## Your task
Format the records as a Markdown table with the columns Row and Line, one numbered row per line and blank lines skipped. Start at the line containing "Segment the <item>player's shaved" and stop after the last line of the records.

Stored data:
<<<<
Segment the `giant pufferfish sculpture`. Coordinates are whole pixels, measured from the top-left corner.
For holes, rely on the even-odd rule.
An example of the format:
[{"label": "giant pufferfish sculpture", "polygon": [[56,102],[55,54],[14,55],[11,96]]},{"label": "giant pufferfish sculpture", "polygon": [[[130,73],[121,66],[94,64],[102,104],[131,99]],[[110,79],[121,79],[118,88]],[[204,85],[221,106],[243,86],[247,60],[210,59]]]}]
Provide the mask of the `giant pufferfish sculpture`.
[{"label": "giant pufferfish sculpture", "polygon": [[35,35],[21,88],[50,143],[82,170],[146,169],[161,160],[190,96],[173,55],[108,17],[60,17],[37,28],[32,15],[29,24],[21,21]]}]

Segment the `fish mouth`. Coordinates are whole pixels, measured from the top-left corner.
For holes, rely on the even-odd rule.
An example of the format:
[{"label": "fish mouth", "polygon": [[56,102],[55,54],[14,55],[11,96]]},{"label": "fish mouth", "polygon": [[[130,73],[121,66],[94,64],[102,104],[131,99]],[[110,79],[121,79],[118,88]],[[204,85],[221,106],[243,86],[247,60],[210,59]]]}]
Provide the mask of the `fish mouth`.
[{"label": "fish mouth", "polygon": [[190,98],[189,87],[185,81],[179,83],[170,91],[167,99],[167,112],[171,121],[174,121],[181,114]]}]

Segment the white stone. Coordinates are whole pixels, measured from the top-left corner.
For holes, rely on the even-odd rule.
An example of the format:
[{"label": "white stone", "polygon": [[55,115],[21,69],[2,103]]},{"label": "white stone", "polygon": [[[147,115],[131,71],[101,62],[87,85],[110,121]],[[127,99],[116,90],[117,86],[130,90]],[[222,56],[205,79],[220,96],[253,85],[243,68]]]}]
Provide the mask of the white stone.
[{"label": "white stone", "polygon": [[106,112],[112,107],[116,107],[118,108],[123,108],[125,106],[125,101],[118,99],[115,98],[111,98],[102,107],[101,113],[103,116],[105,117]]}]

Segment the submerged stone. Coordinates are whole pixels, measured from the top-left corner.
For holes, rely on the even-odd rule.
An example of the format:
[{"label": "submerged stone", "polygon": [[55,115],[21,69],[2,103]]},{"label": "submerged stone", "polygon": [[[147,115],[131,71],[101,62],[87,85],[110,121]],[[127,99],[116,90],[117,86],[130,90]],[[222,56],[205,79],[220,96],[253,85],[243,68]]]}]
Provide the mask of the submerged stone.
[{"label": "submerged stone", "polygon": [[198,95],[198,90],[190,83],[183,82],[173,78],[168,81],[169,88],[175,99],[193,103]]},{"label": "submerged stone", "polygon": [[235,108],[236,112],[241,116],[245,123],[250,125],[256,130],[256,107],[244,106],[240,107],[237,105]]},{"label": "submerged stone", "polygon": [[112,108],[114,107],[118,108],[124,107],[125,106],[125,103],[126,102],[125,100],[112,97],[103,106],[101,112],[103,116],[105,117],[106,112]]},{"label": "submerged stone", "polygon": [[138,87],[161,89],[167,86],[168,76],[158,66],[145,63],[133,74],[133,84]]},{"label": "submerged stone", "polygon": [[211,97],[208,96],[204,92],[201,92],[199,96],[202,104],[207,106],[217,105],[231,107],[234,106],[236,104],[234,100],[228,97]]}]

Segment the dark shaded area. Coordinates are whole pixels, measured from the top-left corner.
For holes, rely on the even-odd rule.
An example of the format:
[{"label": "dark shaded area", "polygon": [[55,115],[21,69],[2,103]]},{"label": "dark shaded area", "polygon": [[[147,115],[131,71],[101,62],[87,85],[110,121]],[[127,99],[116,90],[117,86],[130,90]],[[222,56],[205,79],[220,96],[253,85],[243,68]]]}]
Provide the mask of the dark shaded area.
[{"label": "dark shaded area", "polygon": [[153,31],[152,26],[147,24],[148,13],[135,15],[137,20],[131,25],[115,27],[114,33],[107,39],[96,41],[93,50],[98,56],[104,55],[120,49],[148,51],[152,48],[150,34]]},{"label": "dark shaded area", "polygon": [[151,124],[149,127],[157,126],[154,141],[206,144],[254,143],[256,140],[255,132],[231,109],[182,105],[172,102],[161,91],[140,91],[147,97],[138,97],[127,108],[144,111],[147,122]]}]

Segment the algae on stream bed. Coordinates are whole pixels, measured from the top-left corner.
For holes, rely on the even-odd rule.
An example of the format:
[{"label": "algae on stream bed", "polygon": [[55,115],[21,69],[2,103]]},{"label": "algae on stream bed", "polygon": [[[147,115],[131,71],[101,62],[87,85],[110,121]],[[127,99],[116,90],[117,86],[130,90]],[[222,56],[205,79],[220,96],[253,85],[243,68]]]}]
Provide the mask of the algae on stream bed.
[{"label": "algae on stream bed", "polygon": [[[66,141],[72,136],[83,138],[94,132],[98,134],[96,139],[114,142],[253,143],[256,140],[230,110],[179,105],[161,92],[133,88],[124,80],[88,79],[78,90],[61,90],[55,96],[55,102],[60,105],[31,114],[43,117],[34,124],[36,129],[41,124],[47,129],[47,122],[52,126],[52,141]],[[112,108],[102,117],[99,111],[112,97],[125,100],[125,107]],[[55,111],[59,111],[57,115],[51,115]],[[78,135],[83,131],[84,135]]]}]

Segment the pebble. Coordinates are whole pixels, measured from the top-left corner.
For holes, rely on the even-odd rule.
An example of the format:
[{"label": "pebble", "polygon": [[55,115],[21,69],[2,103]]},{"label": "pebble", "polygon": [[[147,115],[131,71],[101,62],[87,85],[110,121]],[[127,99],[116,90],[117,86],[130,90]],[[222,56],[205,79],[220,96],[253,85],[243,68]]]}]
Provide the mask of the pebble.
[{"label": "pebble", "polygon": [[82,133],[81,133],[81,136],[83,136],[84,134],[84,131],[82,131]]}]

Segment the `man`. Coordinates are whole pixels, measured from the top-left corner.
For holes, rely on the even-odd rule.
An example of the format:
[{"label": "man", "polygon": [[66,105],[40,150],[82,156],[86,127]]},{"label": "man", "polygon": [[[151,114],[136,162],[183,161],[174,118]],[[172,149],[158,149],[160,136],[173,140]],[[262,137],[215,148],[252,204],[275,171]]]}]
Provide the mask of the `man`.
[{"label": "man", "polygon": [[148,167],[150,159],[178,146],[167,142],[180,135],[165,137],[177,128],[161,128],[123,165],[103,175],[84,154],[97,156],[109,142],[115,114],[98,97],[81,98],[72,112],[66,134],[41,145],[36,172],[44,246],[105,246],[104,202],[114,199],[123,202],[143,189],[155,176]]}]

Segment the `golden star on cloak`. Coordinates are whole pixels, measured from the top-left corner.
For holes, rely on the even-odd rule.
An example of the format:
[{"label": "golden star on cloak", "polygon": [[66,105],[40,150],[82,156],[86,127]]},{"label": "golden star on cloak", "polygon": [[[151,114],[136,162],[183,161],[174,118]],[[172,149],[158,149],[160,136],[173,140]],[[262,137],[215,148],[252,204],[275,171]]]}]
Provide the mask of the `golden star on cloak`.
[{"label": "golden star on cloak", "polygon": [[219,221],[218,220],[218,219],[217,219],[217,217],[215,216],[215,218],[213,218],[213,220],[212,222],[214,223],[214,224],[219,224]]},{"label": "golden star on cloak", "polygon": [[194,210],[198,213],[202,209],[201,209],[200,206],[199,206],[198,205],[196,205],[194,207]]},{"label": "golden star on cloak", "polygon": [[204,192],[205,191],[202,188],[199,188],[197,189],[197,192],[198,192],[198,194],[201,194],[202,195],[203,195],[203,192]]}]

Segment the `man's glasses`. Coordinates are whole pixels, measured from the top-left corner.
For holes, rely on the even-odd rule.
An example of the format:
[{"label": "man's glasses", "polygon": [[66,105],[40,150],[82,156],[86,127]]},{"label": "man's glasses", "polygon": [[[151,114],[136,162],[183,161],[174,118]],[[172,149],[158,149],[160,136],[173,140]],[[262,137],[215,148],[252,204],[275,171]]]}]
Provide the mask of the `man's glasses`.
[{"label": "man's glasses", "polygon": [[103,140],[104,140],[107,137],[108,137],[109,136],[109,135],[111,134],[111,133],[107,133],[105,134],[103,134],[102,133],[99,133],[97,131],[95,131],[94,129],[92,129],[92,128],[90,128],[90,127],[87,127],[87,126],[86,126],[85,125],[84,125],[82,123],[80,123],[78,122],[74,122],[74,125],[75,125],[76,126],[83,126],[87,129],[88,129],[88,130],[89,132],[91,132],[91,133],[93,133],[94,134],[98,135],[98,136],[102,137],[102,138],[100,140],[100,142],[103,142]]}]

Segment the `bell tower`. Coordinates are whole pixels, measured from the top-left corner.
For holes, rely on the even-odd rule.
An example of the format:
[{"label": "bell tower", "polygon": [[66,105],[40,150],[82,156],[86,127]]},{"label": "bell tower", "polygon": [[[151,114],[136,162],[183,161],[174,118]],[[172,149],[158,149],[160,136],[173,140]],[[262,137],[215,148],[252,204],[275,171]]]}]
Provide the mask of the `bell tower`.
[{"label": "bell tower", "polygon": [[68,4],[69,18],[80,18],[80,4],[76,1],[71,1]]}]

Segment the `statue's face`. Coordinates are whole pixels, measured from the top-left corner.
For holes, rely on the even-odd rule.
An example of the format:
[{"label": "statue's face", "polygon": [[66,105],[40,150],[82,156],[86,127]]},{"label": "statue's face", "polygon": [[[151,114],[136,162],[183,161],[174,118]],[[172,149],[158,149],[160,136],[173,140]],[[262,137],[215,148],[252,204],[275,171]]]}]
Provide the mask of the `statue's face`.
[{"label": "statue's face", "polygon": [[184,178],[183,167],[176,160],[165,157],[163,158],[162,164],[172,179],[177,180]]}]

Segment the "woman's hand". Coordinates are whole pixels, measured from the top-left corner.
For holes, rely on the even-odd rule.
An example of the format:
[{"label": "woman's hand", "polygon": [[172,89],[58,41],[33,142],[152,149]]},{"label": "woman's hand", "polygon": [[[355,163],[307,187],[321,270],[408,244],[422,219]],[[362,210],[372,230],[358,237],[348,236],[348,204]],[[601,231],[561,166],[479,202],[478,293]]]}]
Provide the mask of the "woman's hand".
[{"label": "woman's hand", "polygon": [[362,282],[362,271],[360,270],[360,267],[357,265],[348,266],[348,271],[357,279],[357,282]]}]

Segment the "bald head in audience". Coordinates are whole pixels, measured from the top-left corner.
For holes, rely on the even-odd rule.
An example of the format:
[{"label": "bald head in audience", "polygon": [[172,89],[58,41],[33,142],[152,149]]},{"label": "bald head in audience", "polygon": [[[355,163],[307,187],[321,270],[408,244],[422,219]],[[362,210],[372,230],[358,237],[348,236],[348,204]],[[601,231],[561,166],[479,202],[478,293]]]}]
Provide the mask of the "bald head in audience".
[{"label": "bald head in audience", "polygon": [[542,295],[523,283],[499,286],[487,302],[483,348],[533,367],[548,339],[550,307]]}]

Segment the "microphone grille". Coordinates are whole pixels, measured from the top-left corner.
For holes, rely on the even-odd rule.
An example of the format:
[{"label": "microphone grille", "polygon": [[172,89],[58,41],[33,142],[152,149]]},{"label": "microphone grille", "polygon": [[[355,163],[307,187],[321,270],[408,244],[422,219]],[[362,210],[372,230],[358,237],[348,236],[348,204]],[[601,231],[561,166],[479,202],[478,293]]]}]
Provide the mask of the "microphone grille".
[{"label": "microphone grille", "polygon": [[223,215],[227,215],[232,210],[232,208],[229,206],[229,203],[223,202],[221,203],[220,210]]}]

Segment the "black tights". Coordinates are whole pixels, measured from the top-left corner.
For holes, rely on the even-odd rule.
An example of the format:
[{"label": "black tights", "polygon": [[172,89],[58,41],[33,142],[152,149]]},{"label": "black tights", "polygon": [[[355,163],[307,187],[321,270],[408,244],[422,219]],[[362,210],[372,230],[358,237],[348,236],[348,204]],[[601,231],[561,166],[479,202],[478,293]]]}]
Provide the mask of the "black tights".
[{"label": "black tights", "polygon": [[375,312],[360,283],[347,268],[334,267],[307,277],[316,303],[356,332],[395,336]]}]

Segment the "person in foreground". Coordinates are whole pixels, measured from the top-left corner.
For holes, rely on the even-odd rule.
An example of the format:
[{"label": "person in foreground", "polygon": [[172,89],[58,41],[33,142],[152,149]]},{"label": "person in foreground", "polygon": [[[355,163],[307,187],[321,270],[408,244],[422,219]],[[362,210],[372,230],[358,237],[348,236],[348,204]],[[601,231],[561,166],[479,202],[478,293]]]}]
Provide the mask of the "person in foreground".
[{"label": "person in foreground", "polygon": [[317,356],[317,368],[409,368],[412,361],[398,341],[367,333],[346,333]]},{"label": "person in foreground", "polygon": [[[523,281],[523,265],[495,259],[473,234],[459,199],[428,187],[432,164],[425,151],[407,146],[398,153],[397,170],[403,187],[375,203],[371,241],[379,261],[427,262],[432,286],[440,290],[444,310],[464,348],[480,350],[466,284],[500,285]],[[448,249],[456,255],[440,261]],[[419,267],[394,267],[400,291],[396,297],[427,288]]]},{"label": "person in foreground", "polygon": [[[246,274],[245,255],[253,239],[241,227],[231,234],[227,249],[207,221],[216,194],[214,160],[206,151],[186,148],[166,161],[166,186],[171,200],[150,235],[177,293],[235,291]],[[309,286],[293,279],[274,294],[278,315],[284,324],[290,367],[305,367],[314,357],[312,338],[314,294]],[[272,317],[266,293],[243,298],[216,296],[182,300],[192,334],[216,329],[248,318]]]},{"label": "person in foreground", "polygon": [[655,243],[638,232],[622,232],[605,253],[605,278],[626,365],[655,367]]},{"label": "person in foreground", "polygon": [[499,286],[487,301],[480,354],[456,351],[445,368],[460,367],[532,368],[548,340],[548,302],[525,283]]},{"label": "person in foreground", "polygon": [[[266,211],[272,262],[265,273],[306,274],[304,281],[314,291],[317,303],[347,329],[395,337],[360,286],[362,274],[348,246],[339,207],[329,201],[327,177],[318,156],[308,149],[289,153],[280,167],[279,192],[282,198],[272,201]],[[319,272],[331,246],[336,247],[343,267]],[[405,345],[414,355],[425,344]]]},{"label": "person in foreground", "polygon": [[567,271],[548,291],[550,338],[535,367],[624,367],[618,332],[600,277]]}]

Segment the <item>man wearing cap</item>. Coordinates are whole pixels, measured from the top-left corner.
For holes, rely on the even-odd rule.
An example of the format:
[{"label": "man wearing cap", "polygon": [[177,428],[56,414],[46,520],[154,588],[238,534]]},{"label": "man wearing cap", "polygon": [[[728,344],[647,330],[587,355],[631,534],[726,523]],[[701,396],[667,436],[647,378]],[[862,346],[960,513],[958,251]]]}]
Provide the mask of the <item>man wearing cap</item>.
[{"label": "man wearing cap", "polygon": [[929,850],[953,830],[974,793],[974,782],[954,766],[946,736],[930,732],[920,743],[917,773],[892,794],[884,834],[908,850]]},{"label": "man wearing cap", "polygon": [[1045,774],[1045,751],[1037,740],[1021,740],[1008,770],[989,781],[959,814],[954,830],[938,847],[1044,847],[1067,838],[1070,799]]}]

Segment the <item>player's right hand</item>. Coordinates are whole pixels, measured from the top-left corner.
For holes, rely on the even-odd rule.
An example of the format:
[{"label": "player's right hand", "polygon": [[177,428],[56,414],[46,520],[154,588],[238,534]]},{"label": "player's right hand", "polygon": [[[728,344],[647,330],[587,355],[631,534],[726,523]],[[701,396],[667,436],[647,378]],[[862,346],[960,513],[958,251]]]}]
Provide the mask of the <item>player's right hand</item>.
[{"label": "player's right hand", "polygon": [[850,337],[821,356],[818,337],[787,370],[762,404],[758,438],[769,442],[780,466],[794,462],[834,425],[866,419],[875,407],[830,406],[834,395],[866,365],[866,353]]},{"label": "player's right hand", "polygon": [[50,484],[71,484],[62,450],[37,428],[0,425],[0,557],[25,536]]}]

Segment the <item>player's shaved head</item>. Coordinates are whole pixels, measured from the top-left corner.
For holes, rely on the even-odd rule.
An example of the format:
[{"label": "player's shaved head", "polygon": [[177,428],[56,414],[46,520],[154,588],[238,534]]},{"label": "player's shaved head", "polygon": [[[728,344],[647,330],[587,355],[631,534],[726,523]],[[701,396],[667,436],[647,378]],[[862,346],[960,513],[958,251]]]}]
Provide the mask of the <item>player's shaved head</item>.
>>>>
## In response
| Row | Line |
|---|---|
| 1 | Segment the <item>player's shaved head</item>. Coordinates are whole pixels, measured from the top-left corner. |
| 2 | For holes, rely on the even-odd rule. |
| 3 | An example of the format: |
| 4 | [{"label": "player's shaved head", "polygon": [[177,428],[56,414],[46,520],[154,588],[238,534]]},{"label": "player's shaved head", "polygon": [[[728,344],[647,330],[587,355],[631,534],[726,523]],[[701,396],[667,436],[647,378]],[[862,346],[960,513],[958,251]]]}] |
| 5 | Provide the mask of the <item>player's shaved head</item>. |